— start of TEXT PROVIDED —

Monday, 26 November 2007

Blue is the Colour

Yesterday was Japan Cup day. Probably not a lot of people know that – even in Japan. This blue ribbon occasion had not, though, escaped the attention of an old Australian friend, who descended on us at the weekend desperate to escape his country's general election. "I found myself between a Rudd and a Howard place, mate" was the best he could come up with after having all that time to think of something better on his 10-hour flight from Sydney.

Like many Australians, Roy is actually from New Zealand originally. Like many Australians, he has travelled extensively in Europe (Earl's Court) and Asia (nearly everywhere in Thailand). He also put in a stint in Tokyo, where he was able to indulge his great passion for throwing away his money on temperamental animals that strut around parade rings.

But what really attracted him to the Sport of Kings wasn't the owners and the hangers-on, nor even the jockeys, but their mounts, as racehorses are, slightly worryingly to my mind, referred to by racing types. "Twelve hundred pounds of raw power, mate! Can't beat it." Well, I suppose you could try, but with their fearsome kick and a disposition that makes Russell Crowe look like a choirboy, you'd be well advised to keep your whip tucked in your belt.

— end of TEXT PROVIDED —

*SET TASK*. Duplicate everything from "Like many Australians, Roy" down to "around parade rings." in the Japan Cup passage above, word for word.

— start of ITEMS —

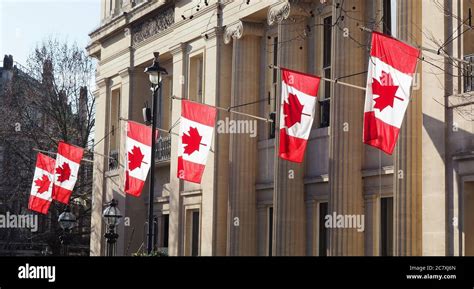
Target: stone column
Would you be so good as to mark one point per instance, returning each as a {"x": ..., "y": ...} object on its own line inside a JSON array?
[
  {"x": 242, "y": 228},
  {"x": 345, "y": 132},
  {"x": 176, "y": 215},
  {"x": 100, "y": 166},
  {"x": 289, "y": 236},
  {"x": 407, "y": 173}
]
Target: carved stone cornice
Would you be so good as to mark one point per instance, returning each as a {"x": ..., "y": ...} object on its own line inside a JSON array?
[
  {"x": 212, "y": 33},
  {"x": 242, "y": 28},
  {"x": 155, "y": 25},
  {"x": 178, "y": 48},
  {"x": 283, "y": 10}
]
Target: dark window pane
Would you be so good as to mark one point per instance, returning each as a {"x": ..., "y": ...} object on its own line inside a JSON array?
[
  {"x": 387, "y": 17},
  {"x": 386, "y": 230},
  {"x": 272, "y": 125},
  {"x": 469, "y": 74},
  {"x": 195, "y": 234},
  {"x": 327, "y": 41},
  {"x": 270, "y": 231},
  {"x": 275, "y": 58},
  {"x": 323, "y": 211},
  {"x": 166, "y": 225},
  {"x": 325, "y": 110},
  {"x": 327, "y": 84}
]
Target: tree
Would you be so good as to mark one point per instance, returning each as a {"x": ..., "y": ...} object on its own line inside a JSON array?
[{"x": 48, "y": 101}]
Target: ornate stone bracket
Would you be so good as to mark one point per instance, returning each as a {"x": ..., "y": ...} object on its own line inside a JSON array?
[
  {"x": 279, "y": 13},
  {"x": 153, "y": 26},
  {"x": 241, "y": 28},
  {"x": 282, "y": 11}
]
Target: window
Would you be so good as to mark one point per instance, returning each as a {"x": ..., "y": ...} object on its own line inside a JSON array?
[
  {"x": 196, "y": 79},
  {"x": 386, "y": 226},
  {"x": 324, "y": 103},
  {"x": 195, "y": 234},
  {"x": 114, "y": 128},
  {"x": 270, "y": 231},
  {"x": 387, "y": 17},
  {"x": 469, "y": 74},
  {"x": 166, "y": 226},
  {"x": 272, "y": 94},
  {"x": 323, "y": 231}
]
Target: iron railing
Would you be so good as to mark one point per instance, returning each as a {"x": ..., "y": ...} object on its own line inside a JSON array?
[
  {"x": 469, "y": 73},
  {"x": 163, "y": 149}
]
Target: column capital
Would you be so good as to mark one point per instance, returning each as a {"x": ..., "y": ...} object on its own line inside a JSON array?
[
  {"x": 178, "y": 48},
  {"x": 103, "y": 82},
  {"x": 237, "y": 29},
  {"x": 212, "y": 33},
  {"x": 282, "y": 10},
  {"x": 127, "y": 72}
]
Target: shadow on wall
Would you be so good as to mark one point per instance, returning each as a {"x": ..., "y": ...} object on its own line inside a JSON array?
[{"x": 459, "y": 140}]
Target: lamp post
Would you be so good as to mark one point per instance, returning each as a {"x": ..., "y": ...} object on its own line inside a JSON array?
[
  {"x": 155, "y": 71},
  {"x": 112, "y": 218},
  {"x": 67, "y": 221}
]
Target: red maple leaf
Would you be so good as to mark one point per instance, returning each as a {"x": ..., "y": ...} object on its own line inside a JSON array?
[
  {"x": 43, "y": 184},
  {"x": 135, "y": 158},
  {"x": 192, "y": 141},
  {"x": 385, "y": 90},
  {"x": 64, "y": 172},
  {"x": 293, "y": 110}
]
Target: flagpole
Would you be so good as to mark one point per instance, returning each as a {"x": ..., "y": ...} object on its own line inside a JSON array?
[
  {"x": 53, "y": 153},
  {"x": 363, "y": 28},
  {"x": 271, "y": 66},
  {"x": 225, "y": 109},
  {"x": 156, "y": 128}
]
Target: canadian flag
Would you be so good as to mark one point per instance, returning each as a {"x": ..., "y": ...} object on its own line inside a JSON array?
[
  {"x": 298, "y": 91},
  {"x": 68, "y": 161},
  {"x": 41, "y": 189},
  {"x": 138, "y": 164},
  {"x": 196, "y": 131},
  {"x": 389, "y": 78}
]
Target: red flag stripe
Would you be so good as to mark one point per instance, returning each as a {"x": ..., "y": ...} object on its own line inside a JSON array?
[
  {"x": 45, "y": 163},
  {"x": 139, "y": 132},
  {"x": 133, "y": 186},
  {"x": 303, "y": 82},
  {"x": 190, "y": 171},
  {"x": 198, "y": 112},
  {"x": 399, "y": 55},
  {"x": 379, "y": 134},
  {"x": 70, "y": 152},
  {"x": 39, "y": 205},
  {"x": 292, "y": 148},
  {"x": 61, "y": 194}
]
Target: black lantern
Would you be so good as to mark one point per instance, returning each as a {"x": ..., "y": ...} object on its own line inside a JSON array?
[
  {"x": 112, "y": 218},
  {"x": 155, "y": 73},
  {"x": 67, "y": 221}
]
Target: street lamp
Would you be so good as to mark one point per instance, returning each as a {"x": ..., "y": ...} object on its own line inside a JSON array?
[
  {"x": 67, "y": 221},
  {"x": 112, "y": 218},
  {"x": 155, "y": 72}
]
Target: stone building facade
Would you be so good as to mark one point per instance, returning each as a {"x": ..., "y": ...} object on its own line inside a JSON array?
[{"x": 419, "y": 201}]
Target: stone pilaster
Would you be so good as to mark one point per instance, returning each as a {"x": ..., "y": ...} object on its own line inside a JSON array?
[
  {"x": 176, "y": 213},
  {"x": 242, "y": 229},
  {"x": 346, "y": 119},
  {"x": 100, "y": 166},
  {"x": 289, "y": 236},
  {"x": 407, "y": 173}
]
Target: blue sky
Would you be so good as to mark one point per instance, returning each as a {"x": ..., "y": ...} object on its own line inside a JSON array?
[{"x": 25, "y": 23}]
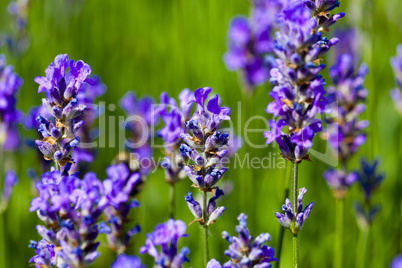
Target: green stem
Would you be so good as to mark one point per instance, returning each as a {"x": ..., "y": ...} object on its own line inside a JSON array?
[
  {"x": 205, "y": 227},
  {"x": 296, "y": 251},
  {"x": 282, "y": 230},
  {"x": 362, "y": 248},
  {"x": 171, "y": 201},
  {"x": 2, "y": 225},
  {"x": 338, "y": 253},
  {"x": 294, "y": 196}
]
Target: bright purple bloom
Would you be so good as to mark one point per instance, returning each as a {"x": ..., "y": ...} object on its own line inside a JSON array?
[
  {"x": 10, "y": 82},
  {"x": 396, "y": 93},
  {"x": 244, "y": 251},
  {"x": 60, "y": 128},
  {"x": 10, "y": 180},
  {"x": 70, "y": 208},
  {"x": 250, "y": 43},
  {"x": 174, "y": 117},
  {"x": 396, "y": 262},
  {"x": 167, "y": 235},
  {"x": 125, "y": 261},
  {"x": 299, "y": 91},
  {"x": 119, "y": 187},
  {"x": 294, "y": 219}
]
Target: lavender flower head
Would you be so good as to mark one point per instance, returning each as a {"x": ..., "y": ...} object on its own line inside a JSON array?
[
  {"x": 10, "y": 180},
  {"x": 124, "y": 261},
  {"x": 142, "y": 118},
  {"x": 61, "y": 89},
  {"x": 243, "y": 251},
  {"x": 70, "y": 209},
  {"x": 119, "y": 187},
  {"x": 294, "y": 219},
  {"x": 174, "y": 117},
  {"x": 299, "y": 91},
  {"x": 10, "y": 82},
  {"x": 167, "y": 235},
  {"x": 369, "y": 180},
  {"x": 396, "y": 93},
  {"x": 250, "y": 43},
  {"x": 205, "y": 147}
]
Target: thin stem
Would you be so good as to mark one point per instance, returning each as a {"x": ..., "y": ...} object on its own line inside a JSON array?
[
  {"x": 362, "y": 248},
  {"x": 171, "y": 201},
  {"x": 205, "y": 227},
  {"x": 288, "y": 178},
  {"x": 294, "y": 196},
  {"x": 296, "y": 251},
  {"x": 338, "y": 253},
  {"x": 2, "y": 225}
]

— end of ITEMS —
— start of ITEMS —

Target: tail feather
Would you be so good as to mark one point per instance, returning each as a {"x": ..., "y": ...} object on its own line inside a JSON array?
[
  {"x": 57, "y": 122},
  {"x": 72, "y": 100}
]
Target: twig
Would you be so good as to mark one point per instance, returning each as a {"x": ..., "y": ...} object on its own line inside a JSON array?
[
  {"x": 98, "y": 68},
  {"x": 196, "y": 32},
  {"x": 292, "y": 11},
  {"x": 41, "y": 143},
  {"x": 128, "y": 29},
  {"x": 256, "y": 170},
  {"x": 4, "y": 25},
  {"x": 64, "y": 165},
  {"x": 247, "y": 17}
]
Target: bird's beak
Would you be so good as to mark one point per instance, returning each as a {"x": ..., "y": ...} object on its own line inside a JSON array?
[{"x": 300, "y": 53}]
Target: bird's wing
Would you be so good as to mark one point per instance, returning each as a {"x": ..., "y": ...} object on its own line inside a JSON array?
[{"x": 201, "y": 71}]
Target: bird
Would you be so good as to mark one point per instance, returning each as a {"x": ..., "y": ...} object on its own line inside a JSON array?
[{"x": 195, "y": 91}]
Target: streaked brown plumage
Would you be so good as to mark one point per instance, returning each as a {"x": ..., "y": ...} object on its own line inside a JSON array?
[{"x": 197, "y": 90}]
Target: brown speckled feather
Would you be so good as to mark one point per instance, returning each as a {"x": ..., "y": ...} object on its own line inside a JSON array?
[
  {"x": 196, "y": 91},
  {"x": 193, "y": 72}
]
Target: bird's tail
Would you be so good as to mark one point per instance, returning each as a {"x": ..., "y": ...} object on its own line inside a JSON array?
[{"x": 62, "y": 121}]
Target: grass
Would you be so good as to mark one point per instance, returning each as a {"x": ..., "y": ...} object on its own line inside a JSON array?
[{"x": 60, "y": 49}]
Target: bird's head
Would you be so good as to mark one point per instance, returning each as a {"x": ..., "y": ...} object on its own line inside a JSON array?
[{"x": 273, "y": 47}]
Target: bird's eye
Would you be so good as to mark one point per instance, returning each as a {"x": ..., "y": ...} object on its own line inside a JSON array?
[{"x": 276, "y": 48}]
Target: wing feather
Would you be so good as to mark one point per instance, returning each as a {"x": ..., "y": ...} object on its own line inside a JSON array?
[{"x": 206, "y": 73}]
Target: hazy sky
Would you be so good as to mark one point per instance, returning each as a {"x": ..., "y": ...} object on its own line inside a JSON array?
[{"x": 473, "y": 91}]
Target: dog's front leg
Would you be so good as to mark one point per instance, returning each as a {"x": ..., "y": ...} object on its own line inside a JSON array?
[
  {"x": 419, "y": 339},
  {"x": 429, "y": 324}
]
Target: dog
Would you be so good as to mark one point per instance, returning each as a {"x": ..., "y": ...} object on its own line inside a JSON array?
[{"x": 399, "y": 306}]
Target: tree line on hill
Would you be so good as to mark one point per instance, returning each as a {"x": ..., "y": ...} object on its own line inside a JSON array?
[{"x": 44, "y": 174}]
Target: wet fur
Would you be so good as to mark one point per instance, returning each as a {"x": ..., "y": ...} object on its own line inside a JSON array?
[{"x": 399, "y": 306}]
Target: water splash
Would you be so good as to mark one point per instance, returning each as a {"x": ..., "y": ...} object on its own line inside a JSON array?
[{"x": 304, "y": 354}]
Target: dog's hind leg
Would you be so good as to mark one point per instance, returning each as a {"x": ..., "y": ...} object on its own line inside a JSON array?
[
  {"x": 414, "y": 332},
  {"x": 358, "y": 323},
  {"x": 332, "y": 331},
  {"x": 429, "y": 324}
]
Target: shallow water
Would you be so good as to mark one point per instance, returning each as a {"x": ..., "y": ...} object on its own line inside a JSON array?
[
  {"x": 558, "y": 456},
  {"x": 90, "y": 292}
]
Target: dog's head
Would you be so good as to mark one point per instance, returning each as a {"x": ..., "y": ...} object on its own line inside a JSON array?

— end of ITEMS —

*FULL OUTPUT*.
Like many Australians, Roy is actually from New Zealand originally. Like many Australians, he has travelled extensively in Europe (Earl's Court) and Asia (nearly everywhere in Thailand). He also put in a stint in Tokyo, where he was able to indulge his great passion for throwing away his money on temperamental animals that strut around parade rings.